Task to complete =>
Retype all of the data exactly as given.

-- Begin --

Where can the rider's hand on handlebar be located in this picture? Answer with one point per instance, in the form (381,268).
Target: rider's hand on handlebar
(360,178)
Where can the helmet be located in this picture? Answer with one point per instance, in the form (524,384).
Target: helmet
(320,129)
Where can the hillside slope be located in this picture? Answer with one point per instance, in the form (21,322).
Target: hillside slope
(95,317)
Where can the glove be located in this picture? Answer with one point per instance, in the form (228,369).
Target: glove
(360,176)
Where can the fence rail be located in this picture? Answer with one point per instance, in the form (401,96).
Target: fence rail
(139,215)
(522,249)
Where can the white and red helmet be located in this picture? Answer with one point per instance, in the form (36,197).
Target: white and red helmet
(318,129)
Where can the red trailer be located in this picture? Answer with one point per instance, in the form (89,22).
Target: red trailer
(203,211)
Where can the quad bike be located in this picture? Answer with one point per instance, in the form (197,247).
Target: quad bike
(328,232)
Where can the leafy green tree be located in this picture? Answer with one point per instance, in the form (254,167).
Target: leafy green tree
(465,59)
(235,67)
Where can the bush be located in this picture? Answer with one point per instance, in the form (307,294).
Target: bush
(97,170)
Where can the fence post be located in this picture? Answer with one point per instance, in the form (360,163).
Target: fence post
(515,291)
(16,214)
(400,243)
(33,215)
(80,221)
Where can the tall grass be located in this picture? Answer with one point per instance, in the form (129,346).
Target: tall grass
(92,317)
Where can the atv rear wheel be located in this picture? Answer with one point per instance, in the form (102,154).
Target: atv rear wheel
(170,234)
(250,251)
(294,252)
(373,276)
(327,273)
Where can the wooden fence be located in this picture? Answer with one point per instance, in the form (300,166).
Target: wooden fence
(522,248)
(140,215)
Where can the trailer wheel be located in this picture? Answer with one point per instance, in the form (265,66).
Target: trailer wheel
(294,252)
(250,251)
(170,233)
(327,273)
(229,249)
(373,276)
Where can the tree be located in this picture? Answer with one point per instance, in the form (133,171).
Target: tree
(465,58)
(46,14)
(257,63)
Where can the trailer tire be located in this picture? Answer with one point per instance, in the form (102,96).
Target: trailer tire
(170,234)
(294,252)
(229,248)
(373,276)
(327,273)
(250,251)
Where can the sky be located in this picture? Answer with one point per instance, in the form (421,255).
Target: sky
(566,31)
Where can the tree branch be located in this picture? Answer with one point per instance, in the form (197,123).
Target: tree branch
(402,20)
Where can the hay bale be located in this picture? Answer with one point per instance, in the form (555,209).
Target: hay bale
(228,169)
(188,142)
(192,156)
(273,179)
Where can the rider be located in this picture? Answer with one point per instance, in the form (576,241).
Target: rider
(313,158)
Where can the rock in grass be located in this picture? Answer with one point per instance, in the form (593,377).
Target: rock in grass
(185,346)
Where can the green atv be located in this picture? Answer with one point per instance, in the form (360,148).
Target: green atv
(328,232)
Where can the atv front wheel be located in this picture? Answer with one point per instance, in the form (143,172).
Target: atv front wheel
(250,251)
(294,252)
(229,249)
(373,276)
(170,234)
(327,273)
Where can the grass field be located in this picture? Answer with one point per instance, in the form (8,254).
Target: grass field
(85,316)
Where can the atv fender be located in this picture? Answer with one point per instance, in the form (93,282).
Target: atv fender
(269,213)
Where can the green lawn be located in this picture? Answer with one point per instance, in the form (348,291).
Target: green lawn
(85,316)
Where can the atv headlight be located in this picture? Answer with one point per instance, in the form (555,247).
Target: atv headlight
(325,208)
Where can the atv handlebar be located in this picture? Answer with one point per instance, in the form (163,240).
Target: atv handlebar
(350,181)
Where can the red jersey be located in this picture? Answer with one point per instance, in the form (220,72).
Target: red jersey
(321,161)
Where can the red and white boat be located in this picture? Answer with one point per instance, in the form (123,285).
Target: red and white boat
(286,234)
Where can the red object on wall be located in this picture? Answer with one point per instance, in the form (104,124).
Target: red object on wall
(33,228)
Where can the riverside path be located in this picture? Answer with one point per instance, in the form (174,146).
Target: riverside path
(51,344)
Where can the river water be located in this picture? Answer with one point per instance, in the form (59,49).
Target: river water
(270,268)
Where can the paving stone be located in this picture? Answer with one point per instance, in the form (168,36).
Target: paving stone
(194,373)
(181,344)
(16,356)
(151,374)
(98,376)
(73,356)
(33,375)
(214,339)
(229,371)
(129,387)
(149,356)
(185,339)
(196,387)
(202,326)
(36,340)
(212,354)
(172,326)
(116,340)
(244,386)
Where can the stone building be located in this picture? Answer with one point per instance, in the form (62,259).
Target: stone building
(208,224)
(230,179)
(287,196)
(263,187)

-- End --

Output for this exercise =>
Where can the rider's hand on handlebar be located in this picture? Answer with one point per instance, in the form (381,268).
Target: rider's hand on handlebar
(360,178)
Where can the helmet be located in this picture? Answer with one point per instance, in the form (524,384).
Target: helmet
(320,129)
Where can the hillside slope be located in this picture? Answer with one point per instance, in the form (21,322).
Target: hillside slope
(95,317)
Where can the glove be located in this picture? Answer with one point per instance, in the form (228,369).
Target: glove
(360,176)
Where can the fence rail be located in this picture? Answer with one point per instance, in the form (401,96).
Target: fence rail
(139,215)
(522,249)
Where can the white and red helmet be located in this picture? Answer with one point per instance, in the form (36,197).
Target: white and red helmet
(318,129)
Where can the red trailer be located in this picture? Answer with one point per instance, in the form (89,22).
Target: red trailer
(203,211)
Where can the quad bike be located in this picture? Answer with one point per instance, in the form (197,247).
Target: quad bike
(328,232)
Where can the leafy green tree be located in this picture? Answer with one point per instance, in the form (254,167).
Target: leafy green tree
(465,59)
(235,67)
Where can the bush be located in this picture? Answer with one point per instance, in the form (307,294).
Target: bush
(97,170)
Where can the fence post be located in this picture? Answer with one point per instance, in the form (360,163).
Target: fence post
(515,291)
(16,214)
(400,243)
(33,215)
(80,221)
Where can the tall grass be located in this picture? Answer with one point per instance, in the form (129,346).
Target: tall grass
(92,317)
Where can the atv rear wheel be located in this picture? Answer with one point per instance, in the form (102,154).
Target: atv rear wheel
(170,234)
(250,251)
(294,252)
(373,276)
(327,273)
Where can the wooden fence be located in this picture? Answer with one point per instance, in the form (300,166).
Target: wooden fence
(522,248)
(140,215)
Where can the trailer wheel be located in this picture? Answer with one point per instance, in the form (265,66).
Target: trailer wheel
(294,252)
(250,251)
(170,233)
(327,273)
(229,249)
(373,276)
Where can the tree be located in this picture? Answer with one point per instance, in the form (133,171).
Target: tree
(465,58)
(46,14)
(257,63)
Where can the trailer tire be located in this picture? Answer with one point per instance, in the form (102,96).
Target: trailer tire
(170,234)
(294,252)
(229,248)
(373,276)
(327,273)
(250,251)
Where can the sky be located in this picture? Answer with one point per instance, in the form (421,255).
Target: sky
(566,31)
Where can the tree branch be located in this picture? Answer with one point per instance, in the form (197,123).
Target: tree branch
(402,20)
Where can the hay bale be located in this picture? Answer with one point per instance, in the form (555,209).
Target: hay bale
(228,169)
(188,142)
(192,156)
(273,179)
Where can the rider be located in this picture? Answer with one point per instance, in the form (576,241).
Target: rider
(313,158)
Where can the rock in grass be located in this picture? Answer with one point per instance, in the form (593,377).
Target: rock in grass
(185,346)
Where can the green atv be located in this picture? Answer with one point per instance, in the form (360,148).
Target: green atv
(328,232)
Where can the atv front wheel be located in this picture? Answer with one point per instance, in the form (143,172).
Target: atv front wheel
(250,251)
(294,252)
(229,249)
(373,276)
(170,234)
(327,273)
Where can the grass field be located in this picture? Answer with one point per instance, in the form (8,254).
Target: grass field
(85,316)
Where can the atv fender be located in this picture? Answer with one point per instance, in the form (93,282).
Target: atv fender
(269,213)
Where can the green lawn be located in this picture? Answer with one point per instance, in the form (348,291).
Target: green lawn
(85,316)
Where can the atv headlight be located in this picture? Answer with one point per instance, in the form (555,247).
Target: atv headlight
(325,208)
Where can the atv handlebar be located in this picture? Answer with one point per instance, in the form (163,240).
Target: atv handlebar
(350,181)
Where can the red jersey be located in this picture? Answer with one point per instance, in the form (220,72).
Target: red jersey
(321,161)
Where can the red and white boat be located in this picture? Answer with one point per instance, in the form (123,285).
Target: red and white boat
(286,234)
Where can the red object on wall be located in this picture? Answer with one point per instance, in the form (104,124).
Target: red object on wall
(33,228)
Where can the riverside path be located in this picture? Answer with one point per instance, in the form (174,146).
Target: riverside path
(51,344)
Where can the river water be located in this picture? Answer with one point per instance, in the form (59,49).
Target: river water
(270,268)
Where can the paving stone be located in this picture? Answer with one point per instance, in the form (168,36).
Target: paving stone
(194,373)
(181,344)
(16,356)
(151,374)
(98,376)
(73,356)
(33,375)
(214,339)
(229,371)
(129,387)
(149,356)
(185,339)
(196,387)
(202,326)
(36,340)
(212,354)
(172,326)
(116,340)
(244,386)
Where can the stone building be located in this picture? Answer with one point per instance, in the form (62,259).
Target: stone building
(208,224)
(230,179)
(287,196)
(263,187)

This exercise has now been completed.